Problem requirements:
For every entry that follows, return an identical copy.

======== Supplied material

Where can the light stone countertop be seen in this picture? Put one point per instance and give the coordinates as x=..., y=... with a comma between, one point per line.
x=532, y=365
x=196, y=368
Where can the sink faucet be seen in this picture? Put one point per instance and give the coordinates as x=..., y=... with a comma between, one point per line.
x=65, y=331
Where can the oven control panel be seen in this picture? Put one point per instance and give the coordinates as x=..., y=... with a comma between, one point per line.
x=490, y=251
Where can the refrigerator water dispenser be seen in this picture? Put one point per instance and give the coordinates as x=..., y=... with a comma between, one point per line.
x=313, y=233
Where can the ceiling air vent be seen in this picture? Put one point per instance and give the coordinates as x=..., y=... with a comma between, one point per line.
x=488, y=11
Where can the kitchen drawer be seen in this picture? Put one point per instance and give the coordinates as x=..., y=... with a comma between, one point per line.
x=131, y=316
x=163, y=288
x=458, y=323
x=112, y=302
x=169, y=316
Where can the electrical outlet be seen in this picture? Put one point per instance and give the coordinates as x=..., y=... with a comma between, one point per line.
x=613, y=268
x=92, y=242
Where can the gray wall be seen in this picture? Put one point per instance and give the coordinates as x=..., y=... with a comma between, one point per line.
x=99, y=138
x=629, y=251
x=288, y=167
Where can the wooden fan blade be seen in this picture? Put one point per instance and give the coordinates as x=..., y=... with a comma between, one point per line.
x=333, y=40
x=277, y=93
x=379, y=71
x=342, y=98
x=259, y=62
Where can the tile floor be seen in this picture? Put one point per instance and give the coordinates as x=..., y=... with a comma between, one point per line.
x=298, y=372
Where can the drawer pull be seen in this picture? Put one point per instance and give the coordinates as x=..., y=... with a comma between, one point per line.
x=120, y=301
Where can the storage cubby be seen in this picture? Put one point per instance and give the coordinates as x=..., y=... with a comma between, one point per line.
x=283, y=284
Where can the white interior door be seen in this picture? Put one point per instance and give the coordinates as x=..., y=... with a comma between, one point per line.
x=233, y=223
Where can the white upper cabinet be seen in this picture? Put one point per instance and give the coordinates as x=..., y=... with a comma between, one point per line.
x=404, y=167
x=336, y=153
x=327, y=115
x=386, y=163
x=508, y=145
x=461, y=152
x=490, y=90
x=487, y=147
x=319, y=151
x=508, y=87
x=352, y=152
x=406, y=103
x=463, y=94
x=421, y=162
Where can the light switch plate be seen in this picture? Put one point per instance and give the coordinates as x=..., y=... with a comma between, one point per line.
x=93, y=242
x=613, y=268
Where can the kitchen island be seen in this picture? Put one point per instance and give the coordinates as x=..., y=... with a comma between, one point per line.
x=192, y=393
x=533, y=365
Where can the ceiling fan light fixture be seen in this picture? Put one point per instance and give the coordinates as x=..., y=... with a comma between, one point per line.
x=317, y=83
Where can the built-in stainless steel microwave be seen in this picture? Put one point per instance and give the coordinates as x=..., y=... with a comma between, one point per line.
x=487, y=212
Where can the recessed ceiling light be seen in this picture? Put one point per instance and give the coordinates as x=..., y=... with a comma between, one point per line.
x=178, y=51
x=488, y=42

================

Result below:
Where can the light stone countertop be seen in this picture? Put one point per instance and give the coordinates as x=..., y=... with a comma between, one point per line.
x=532, y=365
x=196, y=368
Where can the sink faucet be seen in this picture? Put one point per instance and give the coordinates as x=..., y=... with a comma between, one point per line.
x=65, y=331
Where can the oven control panel be seen in this picture? Put one point per instance and give the coordinates as x=..., y=... with a comma between, one point per line.
x=490, y=251
Where can the refrigerator water dispenser be seen in this picture? Put one point per instance and give the coordinates as x=..., y=... with a comma between, one point per line.
x=313, y=233
Where can the ceiling air vent be seen in this picture? Put one point per instance and give the coordinates as x=..., y=... with a comma between, one point per line.
x=488, y=11
Where can the kitchen drawer be seen in this picture? Put one point per instance and give the coordinates as x=..., y=... with a comma between, one point per line.
x=131, y=316
x=163, y=288
x=458, y=323
x=112, y=302
x=169, y=316
Where can the electrical outlet be seen in this picture? Put one point per instance and give the coordinates as x=..., y=... with a comma between, one point per line.
x=613, y=268
x=92, y=242
Where can the gray wall be seen in this picture? Put one point per instance and give the coordinates as x=..., y=... with a comma between, one point per line.
x=99, y=138
x=629, y=251
x=288, y=167
Where can the wooden fan blade be seen in this picture? Put one point per instance and give the coordinates as x=..., y=... with a comma between, one point per line.
x=333, y=40
x=277, y=93
x=379, y=71
x=342, y=98
x=259, y=62
Where can the tile floor be seen in this picture? Put one point per instance and give the coordinates as x=..., y=... with a comma between, one point per line.
x=298, y=372
Where can the drawer pull be seen in this picture? Put one point per instance and give the coordinates as x=..., y=... with a comma between, one point per line.
x=120, y=301
Where can the storage cubby be seen in this picture? Put one point per instance and give the coordinates as x=..., y=... with a comma between, one point per line.
x=283, y=284
Where can the white interior door be seen in this picture? Put one point per instance and give the coordinates as x=..., y=... with a comma between, one point per line.
x=233, y=223
Where can the white upper cabinet be seen in this picture? Put one point per instance and give the coordinates as x=..., y=... with a comma between, one point per line.
x=404, y=167
x=336, y=153
x=327, y=115
x=386, y=163
x=508, y=145
x=461, y=152
x=490, y=90
x=487, y=147
x=319, y=151
x=508, y=87
x=352, y=152
x=406, y=103
x=463, y=94
x=421, y=162
Where can the light switch plate be seen in this picture? Put one point per instance and give the coordinates as x=..., y=... with a comma between, one point per line.
x=93, y=242
x=613, y=268
Where can the kitchen island be seen in this picture? Put one point per instance and give the coordinates as x=..., y=... with a comma between, one point per line.
x=192, y=393
x=533, y=365
Where can the ceiling fan light fixture be seen in this picture? Put one point per instance and give the coordinates as x=..., y=... with a comma between, one point per line.
x=317, y=83
Where can the built-in stainless steel microwave be seen in this picture? Put one point per instance and give the coordinates as x=..., y=... with a comma between, one point per line.
x=487, y=212
Where can the recessed ceiling light be seen in this picture? Put one point per instance and give the coordinates as x=..., y=... with a comma between, one point per line.
x=178, y=51
x=488, y=42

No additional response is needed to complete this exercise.